* _Data records_
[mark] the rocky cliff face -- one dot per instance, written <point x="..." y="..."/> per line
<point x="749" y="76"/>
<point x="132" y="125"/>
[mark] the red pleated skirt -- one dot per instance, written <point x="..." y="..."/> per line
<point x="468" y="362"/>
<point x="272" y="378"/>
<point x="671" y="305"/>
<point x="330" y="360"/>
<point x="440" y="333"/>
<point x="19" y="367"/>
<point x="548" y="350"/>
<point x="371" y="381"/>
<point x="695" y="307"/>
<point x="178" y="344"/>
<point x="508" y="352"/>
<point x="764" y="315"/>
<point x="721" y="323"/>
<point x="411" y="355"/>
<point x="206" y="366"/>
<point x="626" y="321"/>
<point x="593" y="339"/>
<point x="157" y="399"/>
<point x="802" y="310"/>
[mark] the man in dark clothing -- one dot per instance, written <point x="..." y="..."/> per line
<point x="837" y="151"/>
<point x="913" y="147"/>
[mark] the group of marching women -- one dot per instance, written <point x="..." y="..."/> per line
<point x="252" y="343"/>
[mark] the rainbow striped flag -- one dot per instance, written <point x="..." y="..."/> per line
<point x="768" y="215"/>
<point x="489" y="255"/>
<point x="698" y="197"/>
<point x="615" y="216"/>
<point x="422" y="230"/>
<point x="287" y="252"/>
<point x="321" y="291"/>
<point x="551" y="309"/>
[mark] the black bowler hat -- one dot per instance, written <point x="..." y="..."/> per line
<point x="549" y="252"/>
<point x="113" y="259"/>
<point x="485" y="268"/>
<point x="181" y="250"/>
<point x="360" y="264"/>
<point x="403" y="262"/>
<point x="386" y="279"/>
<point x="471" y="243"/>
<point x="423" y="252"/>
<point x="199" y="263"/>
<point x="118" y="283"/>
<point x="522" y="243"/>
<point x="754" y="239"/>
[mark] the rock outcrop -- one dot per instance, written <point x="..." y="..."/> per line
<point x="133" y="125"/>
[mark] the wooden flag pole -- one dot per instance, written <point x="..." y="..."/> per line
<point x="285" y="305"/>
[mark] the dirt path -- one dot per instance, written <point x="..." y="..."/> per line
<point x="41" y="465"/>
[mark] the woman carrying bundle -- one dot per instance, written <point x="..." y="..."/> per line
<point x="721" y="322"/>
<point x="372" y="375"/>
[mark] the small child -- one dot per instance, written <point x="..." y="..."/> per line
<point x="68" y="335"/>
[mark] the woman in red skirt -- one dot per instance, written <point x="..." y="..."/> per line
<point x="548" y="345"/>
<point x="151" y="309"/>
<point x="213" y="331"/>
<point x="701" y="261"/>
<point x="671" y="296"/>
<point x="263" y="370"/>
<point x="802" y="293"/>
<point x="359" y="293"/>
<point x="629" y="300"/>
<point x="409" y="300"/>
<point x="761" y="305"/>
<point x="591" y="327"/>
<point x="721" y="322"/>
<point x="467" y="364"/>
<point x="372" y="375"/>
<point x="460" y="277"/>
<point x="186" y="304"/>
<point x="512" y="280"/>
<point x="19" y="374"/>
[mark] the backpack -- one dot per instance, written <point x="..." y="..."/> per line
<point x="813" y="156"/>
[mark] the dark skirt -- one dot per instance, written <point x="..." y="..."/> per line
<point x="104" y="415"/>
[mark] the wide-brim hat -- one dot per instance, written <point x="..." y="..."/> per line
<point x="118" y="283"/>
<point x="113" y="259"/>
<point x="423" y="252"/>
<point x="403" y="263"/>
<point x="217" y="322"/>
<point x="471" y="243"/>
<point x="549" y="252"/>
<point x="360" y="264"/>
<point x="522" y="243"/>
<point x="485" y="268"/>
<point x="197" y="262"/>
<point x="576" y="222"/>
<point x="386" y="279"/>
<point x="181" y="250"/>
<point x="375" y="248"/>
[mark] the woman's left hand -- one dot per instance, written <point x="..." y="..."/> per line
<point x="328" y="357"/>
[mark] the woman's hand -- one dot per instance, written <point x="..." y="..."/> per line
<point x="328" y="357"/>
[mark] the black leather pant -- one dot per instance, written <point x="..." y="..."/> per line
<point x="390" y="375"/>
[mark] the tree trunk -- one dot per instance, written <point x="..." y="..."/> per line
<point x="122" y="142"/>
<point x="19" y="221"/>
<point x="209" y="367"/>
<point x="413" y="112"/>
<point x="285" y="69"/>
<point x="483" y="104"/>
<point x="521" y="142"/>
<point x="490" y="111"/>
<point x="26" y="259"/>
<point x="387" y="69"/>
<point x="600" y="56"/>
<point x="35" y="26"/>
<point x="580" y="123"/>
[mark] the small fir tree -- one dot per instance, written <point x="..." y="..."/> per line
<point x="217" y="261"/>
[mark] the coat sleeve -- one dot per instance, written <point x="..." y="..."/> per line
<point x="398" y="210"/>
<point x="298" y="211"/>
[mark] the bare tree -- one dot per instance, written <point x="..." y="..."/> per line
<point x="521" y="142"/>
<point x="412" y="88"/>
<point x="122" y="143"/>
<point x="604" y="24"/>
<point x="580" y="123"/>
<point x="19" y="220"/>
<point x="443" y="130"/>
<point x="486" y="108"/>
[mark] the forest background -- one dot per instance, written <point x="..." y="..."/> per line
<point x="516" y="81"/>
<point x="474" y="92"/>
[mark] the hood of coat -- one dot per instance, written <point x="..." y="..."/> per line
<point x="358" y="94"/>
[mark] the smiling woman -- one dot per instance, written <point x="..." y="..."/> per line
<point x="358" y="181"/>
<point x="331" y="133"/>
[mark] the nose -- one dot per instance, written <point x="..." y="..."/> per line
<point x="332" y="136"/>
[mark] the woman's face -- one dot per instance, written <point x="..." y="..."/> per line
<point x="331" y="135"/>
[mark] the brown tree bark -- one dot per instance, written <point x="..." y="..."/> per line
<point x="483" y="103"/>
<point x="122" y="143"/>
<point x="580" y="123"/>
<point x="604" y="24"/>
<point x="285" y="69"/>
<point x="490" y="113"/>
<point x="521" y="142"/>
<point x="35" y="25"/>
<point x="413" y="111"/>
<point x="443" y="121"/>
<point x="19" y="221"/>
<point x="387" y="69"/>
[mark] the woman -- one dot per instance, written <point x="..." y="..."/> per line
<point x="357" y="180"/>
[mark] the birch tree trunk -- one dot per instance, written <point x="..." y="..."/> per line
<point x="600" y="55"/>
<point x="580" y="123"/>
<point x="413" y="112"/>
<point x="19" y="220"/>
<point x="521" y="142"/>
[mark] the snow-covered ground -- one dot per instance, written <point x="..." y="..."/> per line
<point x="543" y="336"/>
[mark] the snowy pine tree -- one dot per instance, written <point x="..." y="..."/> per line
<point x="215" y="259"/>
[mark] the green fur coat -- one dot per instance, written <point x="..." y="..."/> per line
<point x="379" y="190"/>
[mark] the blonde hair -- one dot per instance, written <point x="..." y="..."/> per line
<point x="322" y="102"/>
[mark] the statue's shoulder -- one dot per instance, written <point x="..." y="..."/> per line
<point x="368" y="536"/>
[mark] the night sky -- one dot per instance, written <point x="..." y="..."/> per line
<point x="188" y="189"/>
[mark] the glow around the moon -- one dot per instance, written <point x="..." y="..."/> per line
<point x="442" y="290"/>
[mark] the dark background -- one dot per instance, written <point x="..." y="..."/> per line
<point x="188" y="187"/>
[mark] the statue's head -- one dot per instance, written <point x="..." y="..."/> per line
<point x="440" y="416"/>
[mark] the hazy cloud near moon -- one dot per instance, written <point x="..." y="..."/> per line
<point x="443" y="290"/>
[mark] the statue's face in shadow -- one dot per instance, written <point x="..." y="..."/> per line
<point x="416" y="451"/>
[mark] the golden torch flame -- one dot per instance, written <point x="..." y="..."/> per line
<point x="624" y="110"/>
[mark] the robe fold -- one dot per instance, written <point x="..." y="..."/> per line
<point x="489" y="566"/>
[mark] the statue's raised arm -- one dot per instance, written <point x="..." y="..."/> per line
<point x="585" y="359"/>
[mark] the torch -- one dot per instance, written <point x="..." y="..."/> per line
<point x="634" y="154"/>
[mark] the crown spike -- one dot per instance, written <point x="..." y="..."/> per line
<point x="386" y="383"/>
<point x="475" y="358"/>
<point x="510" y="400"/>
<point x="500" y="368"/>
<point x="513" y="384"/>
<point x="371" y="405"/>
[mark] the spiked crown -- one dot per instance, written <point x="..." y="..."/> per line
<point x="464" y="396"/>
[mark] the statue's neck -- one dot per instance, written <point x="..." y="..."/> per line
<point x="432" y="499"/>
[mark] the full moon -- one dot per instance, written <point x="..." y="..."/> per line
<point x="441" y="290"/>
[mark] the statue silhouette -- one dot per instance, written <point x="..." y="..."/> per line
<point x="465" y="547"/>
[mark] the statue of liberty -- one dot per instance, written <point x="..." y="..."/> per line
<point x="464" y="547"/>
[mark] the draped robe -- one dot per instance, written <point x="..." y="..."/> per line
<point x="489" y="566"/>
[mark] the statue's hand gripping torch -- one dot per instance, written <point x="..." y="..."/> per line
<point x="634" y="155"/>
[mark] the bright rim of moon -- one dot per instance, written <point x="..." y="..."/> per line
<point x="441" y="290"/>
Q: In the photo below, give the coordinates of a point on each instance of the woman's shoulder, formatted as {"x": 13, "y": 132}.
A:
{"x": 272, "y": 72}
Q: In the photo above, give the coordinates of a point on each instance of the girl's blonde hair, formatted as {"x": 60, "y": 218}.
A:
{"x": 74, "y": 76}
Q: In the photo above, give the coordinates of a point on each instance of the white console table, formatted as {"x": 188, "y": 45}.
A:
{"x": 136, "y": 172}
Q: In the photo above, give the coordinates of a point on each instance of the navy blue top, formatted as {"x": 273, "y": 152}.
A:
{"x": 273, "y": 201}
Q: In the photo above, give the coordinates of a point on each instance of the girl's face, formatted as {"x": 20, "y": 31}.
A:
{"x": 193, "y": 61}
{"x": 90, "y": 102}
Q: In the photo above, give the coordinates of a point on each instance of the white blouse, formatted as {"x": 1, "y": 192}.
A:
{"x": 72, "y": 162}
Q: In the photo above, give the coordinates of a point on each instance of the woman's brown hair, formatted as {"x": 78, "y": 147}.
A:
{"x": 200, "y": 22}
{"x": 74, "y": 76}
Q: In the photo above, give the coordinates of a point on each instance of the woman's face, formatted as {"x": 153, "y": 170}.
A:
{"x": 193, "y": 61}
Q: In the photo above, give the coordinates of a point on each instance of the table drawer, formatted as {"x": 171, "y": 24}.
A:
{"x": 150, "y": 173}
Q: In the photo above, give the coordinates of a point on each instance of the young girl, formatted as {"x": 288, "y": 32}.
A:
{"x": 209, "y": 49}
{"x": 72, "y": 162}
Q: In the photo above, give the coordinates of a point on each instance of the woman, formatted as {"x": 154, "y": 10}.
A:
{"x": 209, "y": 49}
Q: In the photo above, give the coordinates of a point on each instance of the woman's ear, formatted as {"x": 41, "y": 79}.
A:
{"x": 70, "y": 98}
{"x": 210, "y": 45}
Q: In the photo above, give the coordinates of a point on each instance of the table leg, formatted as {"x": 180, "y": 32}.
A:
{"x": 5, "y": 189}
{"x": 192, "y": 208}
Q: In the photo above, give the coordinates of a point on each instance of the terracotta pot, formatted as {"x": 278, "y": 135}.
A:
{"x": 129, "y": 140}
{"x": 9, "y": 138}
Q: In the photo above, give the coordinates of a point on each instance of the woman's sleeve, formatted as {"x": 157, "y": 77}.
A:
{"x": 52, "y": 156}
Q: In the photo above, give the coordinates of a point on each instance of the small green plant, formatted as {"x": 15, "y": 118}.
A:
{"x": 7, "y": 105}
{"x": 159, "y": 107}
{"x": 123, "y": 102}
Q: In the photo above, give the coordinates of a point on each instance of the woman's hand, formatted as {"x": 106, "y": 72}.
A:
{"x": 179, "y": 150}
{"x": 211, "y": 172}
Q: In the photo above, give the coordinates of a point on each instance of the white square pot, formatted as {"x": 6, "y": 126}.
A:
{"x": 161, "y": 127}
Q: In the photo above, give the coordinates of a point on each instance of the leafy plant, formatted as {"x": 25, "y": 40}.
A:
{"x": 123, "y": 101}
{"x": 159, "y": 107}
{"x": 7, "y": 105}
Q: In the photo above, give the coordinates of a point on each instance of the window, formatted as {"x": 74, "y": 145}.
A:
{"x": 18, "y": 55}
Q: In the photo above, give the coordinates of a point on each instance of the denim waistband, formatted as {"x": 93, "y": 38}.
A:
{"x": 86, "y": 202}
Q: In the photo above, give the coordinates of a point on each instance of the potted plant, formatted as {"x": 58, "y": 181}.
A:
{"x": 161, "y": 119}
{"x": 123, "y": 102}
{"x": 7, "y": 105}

* _Your instructions_
Copy exactly the line containing "of the young" and every line after it, ending with the last line of the records above.

* _Result of this task_
Q: In the photo above, give the coordinates of a point on each instance of the young girl, formatted as {"x": 288, "y": 32}.
A:
{"x": 209, "y": 49}
{"x": 72, "y": 162}
Q: In the photo above, give the coordinates of a point on each instance of the woman, formatted as {"x": 154, "y": 10}.
A:
{"x": 209, "y": 49}
Q: In the photo above, give the coordinates of a point on each instance of the woman's ear, formatted as {"x": 41, "y": 79}.
A:
{"x": 70, "y": 98}
{"x": 210, "y": 45}
Q: In the photo above, give the coordinates of a point on each instance of the table leg, formatted as {"x": 180, "y": 32}.
A:
{"x": 5, "y": 189}
{"x": 192, "y": 208}
Q: In the photo above, give the coordinates of a point on each instance of the terracotta pot, formatted as {"x": 278, "y": 135}.
A:
{"x": 129, "y": 140}
{"x": 9, "y": 138}
Q: In the photo above, give the coordinates of a point on each instance of the woman's sleeve, formatted as {"x": 157, "y": 77}.
A:
{"x": 52, "y": 156}
Q: In the photo above, give the coordinates of a point on each instance of the small green plant, formatted as {"x": 15, "y": 118}.
A:
{"x": 7, "y": 105}
{"x": 159, "y": 107}
{"x": 123, "y": 102}
Q: In the photo above, give the coordinates of a point on each instance of the woman's hand, formatted as {"x": 106, "y": 72}.
A:
{"x": 179, "y": 150}
{"x": 211, "y": 172}
Q: In the photo above, give the coordinates of a point on each instance of the white square pot, formatted as {"x": 6, "y": 126}.
A:
{"x": 161, "y": 127}
Q: In the photo above, give the coordinates of a point on each instance of the leafy plant, formatted as {"x": 25, "y": 40}.
A:
{"x": 123, "y": 101}
{"x": 159, "y": 107}
{"x": 7, "y": 105}
Q: In the photo above, give the coordinates of a point on each instance of the window, formatted as {"x": 74, "y": 145}.
A:
{"x": 18, "y": 55}
Q: In the photo above, give the coordinates of a point on each instance of the denim waistband, formatted as {"x": 93, "y": 38}.
A:
{"x": 86, "y": 202}
Q: In the photo above, give the coordinates of a point on each instance of the potted plant, formatted as {"x": 58, "y": 181}.
A:
{"x": 161, "y": 119}
{"x": 123, "y": 102}
{"x": 7, "y": 105}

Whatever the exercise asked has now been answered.